Records for the task:

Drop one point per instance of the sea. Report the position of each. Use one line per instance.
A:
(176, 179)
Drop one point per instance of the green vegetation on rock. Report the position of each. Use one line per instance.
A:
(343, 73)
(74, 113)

Exercise requirements:
Word for word, give back all of the records.

Exercise response:
Drop one point per instance of the sea. Report the position of each. Use one line per instance.
A:
(176, 179)
Drop one point per instance of the green vegetation on rock. Report the position of each. Use one line per instance.
A:
(343, 73)
(74, 113)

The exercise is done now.